#### YOUR INSTRUCTIONS:
Starting with the line that contains "of the woman", set down each line through the end of the entries below, exactly and with nothing added.

#### GIVEN ENTRIES:
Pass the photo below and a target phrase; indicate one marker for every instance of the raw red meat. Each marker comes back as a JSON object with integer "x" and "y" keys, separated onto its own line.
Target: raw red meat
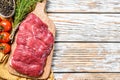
{"x": 34, "y": 43}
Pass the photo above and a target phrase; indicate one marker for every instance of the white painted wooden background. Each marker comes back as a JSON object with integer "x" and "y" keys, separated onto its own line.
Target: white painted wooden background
{"x": 87, "y": 45}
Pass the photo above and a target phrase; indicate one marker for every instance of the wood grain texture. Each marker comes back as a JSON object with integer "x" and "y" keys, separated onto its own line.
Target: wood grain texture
{"x": 83, "y": 6}
{"x": 87, "y": 76}
{"x": 87, "y": 27}
{"x": 86, "y": 57}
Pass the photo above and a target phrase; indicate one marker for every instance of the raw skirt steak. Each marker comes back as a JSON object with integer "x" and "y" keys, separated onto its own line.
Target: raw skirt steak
{"x": 34, "y": 43}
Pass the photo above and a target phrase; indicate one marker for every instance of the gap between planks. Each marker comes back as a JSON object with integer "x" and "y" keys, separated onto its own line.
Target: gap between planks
{"x": 87, "y": 76}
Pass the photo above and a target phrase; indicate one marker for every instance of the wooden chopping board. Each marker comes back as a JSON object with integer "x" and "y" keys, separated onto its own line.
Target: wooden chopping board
{"x": 40, "y": 12}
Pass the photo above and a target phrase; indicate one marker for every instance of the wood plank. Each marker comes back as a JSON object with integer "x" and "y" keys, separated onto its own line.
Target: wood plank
{"x": 87, "y": 76}
{"x": 87, "y": 27}
{"x": 83, "y": 6}
{"x": 86, "y": 57}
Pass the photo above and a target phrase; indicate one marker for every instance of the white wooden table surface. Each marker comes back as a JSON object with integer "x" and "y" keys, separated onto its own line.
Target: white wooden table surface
{"x": 87, "y": 45}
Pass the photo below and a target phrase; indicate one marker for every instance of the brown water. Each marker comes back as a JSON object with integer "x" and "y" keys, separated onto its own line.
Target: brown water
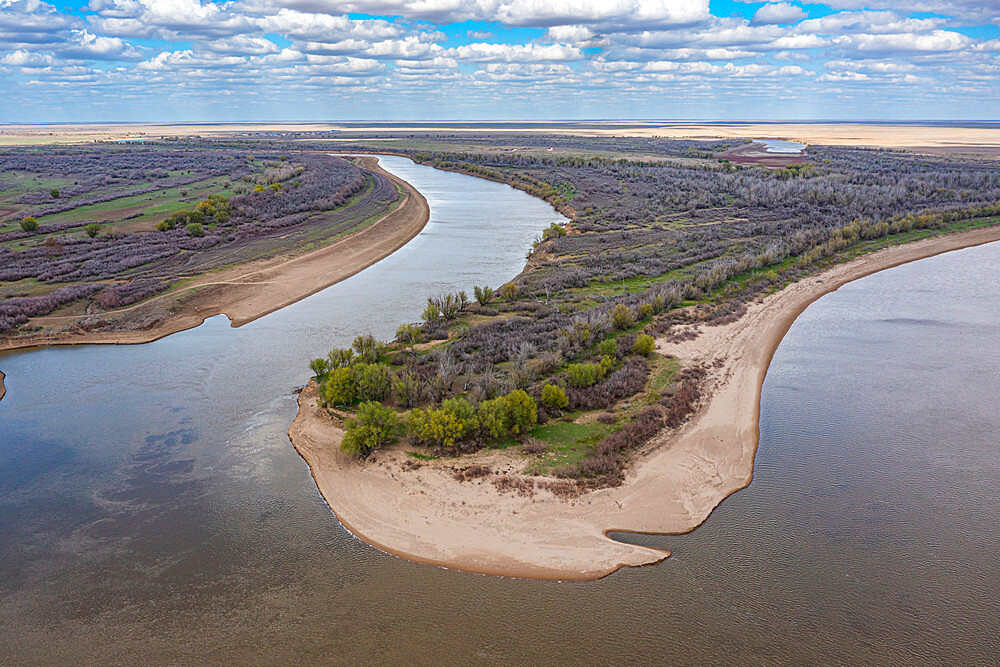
{"x": 151, "y": 506}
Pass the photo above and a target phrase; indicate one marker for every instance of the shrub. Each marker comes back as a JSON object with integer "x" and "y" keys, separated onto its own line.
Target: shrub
{"x": 406, "y": 388}
{"x": 373, "y": 381}
{"x": 608, "y": 347}
{"x": 369, "y": 348}
{"x": 622, "y": 316}
{"x": 340, "y": 357}
{"x": 431, "y": 312}
{"x": 522, "y": 411}
{"x": 509, "y": 292}
{"x": 435, "y": 427}
{"x": 372, "y": 427}
{"x": 554, "y": 397}
{"x": 643, "y": 345}
{"x": 494, "y": 418}
{"x": 319, "y": 367}
{"x": 483, "y": 294}
{"x": 408, "y": 334}
{"x": 464, "y": 412}
{"x": 340, "y": 387}
{"x": 584, "y": 375}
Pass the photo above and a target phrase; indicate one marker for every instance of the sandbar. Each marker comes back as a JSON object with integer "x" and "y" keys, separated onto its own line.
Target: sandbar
{"x": 424, "y": 514}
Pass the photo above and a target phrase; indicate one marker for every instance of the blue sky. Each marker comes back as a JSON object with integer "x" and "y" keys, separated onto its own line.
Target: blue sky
{"x": 148, "y": 60}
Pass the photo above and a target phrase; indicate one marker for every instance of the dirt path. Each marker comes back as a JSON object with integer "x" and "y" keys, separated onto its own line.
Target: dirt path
{"x": 237, "y": 292}
{"x": 426, "y": 515}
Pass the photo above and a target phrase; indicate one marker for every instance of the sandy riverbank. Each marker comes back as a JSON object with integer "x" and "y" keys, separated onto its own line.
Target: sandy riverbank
{"x": 426, "y": 515}
{"x": 252, "y": 290}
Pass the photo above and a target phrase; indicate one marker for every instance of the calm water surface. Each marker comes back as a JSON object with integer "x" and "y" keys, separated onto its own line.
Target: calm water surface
{"x": 151, "y": 505}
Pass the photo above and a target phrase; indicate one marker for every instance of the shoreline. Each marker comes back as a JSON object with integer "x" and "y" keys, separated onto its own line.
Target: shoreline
{"x": 424, "y": 514}
{"x": 237, "y": 293}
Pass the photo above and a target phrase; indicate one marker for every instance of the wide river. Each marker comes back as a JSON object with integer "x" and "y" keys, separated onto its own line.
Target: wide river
{"x": 151, "y": 506}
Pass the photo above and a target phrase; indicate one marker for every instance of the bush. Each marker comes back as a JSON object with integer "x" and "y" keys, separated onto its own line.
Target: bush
{"x": 464, "y": 412}
{"x": 643, "y": 345}
{"x": 369, "y": 348}
{"x": 483, "y": 294}
{"x": 319, "y": 367}
{"x": 408, "y": 334}
{"x": 622, "y": 316}
{"x": 435, "y": 427}
{"x": 522, "y": 411}
{"x": 584, "y": 375}
{"x": 340, "y": 387}
{"x": 339, "y": 358}
{"x": 494, "y": 418}
{"x": 373, "y": 381}
{"x": 373, "y": 426}
{"x": 554, "y": 397}
{"x": 608, "y": 347}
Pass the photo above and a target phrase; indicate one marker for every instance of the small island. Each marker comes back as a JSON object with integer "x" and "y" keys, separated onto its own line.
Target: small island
{"x": 614, "y": 385}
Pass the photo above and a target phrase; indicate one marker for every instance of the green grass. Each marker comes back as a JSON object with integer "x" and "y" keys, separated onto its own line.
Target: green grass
{"x": 569, "y": 443}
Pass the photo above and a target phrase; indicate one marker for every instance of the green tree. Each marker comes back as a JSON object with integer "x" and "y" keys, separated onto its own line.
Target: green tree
{"x": 494, "y": 418}
{"x": 406, "y": 387}
{"x": 372, "y": 427}
{"x": 340, "y": 387}
{"x": 522, "y": 411}
{"x": 340, "y": 358}
{"x": 483, "y": 294}
{"x": 369, "y": 348}
{"x": 408, "y": 334}
{"x": 509, "y": 292}
{"x": 553, "y": 397}
{"x": 435, "y": 427}
{"x": 431, "y": 312}
{"x": 643, "y": 345}
{"x": 464, "y": 412}
{"x": 608, "y": 347}
{"x": 374, "y": 381}
{"x": 584, "y": 375}
{"x": 320, "y": 367}
{"x": 622, "y": 316}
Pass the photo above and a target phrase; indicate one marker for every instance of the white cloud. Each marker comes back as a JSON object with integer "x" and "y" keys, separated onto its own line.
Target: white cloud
{"x": 778, "y": 13}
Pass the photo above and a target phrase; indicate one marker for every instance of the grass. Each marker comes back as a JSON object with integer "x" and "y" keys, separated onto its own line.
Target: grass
{"x": 569, "y": 442}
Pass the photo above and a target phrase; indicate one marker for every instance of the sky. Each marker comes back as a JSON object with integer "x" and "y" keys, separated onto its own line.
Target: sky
{"x": 243, "y": 60}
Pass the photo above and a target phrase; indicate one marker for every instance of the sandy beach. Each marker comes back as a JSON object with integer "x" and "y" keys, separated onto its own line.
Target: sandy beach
{"x": 252, "y": 290}
{"x": 973, "y": 137}
{"x": 424, "y": 514}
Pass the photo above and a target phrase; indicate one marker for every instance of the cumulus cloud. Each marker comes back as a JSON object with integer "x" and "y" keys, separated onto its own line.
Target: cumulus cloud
{"x": 778, "y": 13}
{"x": 598, "y": 49}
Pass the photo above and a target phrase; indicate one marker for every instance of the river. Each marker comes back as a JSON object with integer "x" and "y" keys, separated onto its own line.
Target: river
{"x": 152, "y": 508}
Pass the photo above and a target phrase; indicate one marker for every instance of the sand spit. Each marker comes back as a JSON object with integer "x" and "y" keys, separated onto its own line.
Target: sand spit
{"x": 424, "y": 514}
{"x": 252, "y": 290}
{"x": 977, "y": 137}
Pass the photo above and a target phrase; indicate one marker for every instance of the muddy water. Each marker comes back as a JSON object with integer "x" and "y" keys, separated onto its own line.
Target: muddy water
{"x": 152, "y": 507}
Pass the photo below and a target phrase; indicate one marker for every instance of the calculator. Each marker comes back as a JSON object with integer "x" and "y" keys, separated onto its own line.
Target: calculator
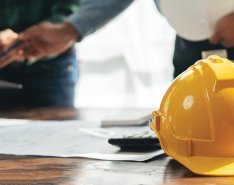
{"x": 145, "y": 140}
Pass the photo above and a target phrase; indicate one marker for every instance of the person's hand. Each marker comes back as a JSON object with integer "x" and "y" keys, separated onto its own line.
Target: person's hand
{"x": 224, "y": 31}
{"x": 42, "y": 40}
{"x": 7, "y": 39}
{"x": 47, "y": 39}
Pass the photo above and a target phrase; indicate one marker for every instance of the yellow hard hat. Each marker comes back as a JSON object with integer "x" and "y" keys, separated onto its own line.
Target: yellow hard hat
{"x": 195, "y": 122}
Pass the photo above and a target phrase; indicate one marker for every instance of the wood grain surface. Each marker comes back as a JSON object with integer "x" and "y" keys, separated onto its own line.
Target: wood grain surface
{"x": 27, "y": 170}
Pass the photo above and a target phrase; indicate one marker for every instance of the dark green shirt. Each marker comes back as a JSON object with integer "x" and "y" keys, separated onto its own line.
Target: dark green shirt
{"x": 20, "y": 14}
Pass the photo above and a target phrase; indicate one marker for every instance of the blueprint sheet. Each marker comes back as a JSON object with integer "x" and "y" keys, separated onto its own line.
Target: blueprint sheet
{"x": 65, "y": 139}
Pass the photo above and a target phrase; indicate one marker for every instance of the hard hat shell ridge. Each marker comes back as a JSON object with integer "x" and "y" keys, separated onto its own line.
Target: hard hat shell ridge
{"x": 195, "y": 122}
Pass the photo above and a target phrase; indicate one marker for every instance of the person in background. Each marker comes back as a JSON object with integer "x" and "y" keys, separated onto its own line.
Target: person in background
{"x": 200, "y": 29}
{"x": 50, "y": 81}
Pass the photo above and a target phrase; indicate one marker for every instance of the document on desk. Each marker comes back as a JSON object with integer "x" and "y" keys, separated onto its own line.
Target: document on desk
{"x": 64, "y": 139}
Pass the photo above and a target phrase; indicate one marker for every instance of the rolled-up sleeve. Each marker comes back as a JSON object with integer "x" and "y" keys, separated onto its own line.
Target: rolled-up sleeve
{"x": 94, "y": 14}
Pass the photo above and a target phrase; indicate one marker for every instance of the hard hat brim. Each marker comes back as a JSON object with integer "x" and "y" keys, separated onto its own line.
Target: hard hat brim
{"x": 212, "y": 166}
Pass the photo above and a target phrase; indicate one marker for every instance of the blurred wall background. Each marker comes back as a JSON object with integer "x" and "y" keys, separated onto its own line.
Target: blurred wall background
{"x": 128, "y": 63}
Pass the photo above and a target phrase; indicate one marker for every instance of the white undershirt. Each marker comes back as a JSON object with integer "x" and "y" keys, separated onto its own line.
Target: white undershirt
{"x": 195, "y": 19}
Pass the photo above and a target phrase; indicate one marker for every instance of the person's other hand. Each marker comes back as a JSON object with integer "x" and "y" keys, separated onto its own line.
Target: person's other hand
{"x": 48, "y": 39}
{"x": 224, "y": 31}
{"x": 42, "y": 40}
{"x": 7, "y": 38}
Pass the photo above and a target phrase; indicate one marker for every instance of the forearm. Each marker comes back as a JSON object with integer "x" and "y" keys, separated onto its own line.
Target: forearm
{"x": 94, "y": 14}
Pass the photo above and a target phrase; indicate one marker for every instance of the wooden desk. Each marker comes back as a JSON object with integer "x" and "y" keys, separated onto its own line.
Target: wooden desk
{"x": 25, "y": 170}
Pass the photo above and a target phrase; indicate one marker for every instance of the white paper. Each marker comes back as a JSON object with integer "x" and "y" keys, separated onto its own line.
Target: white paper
{"x": 64, "y": 139}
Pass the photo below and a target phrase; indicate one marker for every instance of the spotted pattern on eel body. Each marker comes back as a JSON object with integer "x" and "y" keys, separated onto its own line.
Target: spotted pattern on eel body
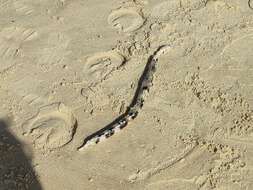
{"x": 144, "y": 84}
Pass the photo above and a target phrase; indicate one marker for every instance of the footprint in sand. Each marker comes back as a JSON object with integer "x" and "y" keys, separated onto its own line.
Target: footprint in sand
{"x": 164, "y": 10}
{"x": 52, "y": 128}
{"x": 167, "y": 10}
{"x": 99, "y": 66}
{"x": 175, "y": 184}
{"x": 11, "y": 41}
{"x": 126, "y": 20}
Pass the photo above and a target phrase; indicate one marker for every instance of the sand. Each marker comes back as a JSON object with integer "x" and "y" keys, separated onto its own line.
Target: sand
{"x": 70, "y": 67}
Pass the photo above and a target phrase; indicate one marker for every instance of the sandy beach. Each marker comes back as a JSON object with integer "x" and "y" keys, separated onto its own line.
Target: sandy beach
{"x": 160, "y": 90}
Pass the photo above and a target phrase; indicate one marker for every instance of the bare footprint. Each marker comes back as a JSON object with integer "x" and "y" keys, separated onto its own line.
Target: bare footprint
{"x": 52, "y": 128}
{"x": 99, "y": 66}
{"x": 126, "y": 20}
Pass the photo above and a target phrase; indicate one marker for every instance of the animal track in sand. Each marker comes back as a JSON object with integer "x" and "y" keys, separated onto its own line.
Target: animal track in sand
{"x": 99, "y": 66}
{"x": 52, "y": 128}
{"x": 126, "y": 20}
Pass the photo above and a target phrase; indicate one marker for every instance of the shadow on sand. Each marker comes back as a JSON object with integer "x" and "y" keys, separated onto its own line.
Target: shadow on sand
{"x": 16, "y": 172}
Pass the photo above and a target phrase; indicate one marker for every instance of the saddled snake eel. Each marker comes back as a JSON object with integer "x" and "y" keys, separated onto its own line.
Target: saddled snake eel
{"x": 144, "y": 83}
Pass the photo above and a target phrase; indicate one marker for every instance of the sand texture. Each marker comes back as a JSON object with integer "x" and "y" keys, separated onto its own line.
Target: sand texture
{"x": 182, "y": 68}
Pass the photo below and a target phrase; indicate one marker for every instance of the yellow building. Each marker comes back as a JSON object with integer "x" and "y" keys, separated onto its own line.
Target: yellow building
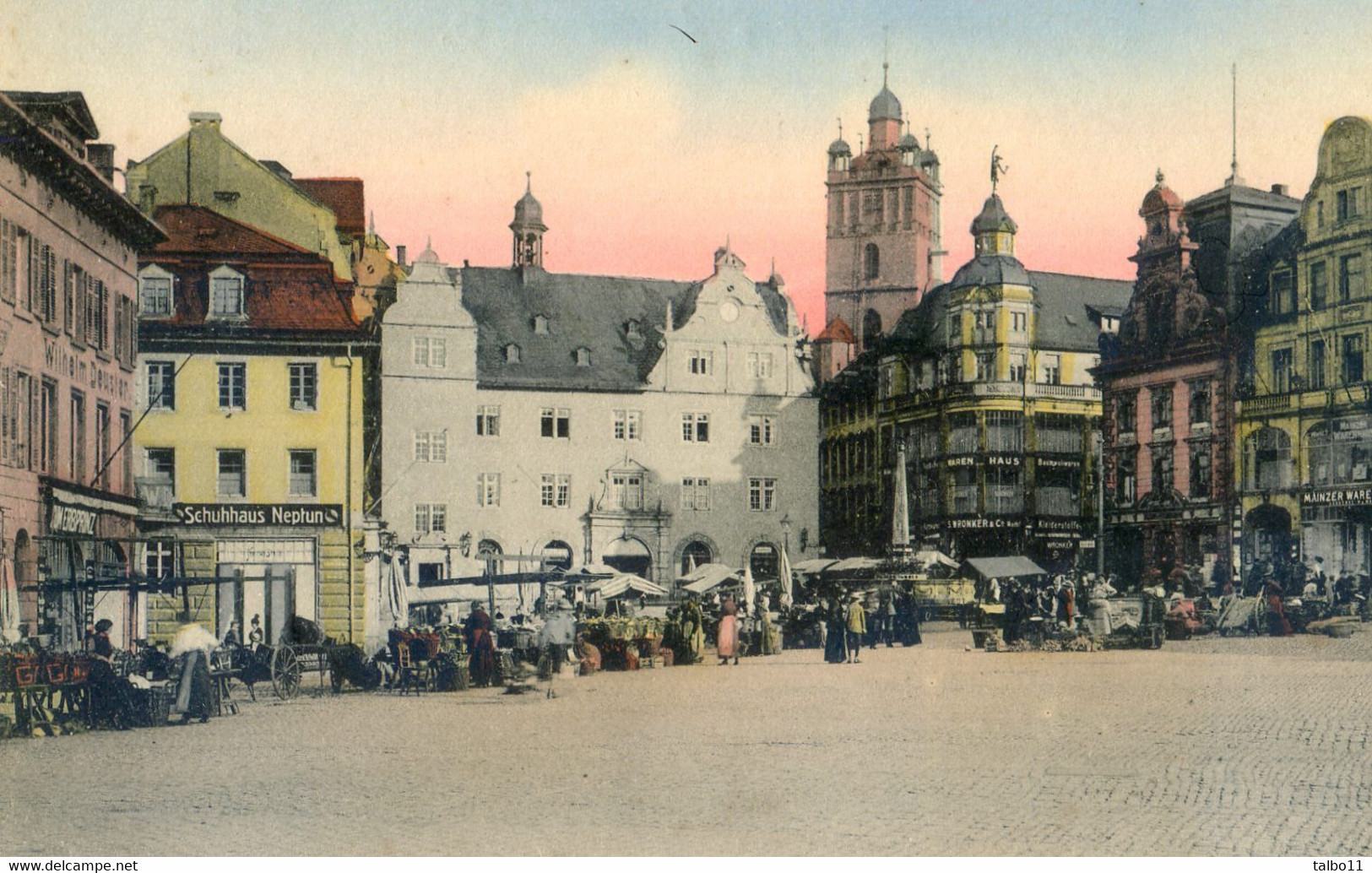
{"x": 252, "y": 449}
{"x": 987, "y": 385}
{"x": 1305, "y": 431}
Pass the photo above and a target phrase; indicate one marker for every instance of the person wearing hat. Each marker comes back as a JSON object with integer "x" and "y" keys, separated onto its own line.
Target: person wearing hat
{"x": 856, "y": 627}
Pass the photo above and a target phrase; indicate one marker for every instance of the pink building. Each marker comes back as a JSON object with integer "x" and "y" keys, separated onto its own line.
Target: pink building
{"x": 68, "y": 350}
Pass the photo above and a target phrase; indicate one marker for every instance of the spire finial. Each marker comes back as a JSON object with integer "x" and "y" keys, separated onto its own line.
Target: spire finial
{"x": 885, "y": 58}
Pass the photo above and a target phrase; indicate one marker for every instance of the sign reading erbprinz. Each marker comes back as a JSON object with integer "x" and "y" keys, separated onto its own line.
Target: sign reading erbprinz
{"x": 259, "y": 515}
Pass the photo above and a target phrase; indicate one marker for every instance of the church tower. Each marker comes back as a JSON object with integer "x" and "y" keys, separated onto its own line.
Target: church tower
{"x": 529, "y": 228}
{"x": 884, "y": 241}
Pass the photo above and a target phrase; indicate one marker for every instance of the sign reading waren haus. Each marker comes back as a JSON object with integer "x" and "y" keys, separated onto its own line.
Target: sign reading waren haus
{"x": 259, "y": 515}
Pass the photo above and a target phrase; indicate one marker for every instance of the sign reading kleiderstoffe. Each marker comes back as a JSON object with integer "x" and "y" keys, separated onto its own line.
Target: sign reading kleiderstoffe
{"x": 258, "y": 515}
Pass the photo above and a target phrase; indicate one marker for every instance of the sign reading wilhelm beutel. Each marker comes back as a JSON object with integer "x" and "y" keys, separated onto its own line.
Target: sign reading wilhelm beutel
{"x": 259, "y": 515}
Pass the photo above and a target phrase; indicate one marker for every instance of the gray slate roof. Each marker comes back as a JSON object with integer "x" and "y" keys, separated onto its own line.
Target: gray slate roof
{"x": 1064, "y": 318}
{"x": 583, "y": 312}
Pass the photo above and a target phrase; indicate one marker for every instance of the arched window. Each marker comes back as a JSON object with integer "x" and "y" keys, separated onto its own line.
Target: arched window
{"x": 557, "y": 554}
{"x": 870, "y": 328}
{"x": 870, "y": 261}
{"x": 696, "y": 555}
{"x": 764, "y": 561}
{"x": 1266, "y": 458}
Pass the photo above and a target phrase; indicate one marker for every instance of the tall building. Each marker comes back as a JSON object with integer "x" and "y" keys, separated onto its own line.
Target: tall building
{"x": 252, "y": 452}
{"x": 882, "y": 243}
{"x": 1170, "y": 377}
{"x": 68, "y": 344}
{"x": 641, "y": 423}
{"x": 987, "y": 385}
{"x": 1304, "y": 431}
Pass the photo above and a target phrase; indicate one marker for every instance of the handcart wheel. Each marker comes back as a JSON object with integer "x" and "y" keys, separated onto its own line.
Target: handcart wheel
{"x": 285, "y": 671}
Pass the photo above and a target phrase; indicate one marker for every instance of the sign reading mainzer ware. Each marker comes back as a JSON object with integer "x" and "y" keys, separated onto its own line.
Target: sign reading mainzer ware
{"x": 261, "y": 515}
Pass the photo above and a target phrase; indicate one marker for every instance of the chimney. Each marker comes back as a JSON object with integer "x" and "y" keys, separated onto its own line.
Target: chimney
{"x": 100, "y": 155}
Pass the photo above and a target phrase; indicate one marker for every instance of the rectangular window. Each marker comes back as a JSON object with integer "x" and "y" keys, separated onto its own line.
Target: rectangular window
{"x": 556, "y": 423}
{"x": 487, "y": 489}
{"x": 232, "y": 473}
{"x": 1200, "y": 407}
{"x": 1051, "y": 368}
{"x": 1317, "y": 366}
{"x": 1350, "y": 278}
{"x": 1163, "y": 408}
{"x": 232, "y": 386}
{"x": 700, "y": 363}
{"x": 762, "y": 430}
{"x": 226, "y": 296}
{"x": 1282, "y": 301}
{"x": 1348, "y": 203}
{"x": 48, "y": 427}
{"x": 626, "y": 491}
{"x": 1200, "y": 471}
{"x": 762, "y": 495}
{"x": 303, "y": 480}
{"x": 155, "y": 296}
{"x": 430, "y": 352}
{"x": 102, "y": 445}
{"x": 76, "y": 453}
{"x": 160, "y": 385}
{"x": 759, "y": 364}
{"x": 556, "y": 491}
{"x": 695, "y": 493}
{"x": 1280, "y": 371}
{"x": 430, "y": 518}
{"x": 305, "y": 386}
{"x": 627, "y": 423}
{"x": 487, "y": 420}
{"x": 1352, "y": 364}
{"x": 1319, "y": 285}
{"x": 1125, "y": 414}
{"x": 695, "y": 427}
{"x": 431, "y": 447}
{"x": 1163, "y": 478}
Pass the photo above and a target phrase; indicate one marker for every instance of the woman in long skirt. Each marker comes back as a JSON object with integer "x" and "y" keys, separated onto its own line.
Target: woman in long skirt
{"x": 728, "y": 640}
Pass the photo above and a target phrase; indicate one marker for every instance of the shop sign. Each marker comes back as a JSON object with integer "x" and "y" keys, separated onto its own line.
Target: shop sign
{"x": 1058, "y": 462}
{"x": 258, "y": 515}
{"x": 63, "y": 519}
{"x": 1338, "y": 497}
{"x": 981, "y": 523}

#### EXPECTED OUTPUT:
Pass the photo above and a target phrase; indicate one marker for every instance of the woman in long skirt. Each marker comes back as a JSON object with integer "x" and "y" keys, separated onto its own line.
Target: woman in long skirt
{"x": 728, "y": 640}
Pass the photo above and a target phrase; indicate one marker for every instance of the shop sign. Each marker comes back as a JSON object with integer "x" and "y" keys, separated onto its own line.
Target: shop sign
{"x": 1058, "y": 462}
{"x": 258, "y": 515}
{"x": 63, "y": 519}
{"x": 1338, "y": 497}
{"x": 981, "y": 523}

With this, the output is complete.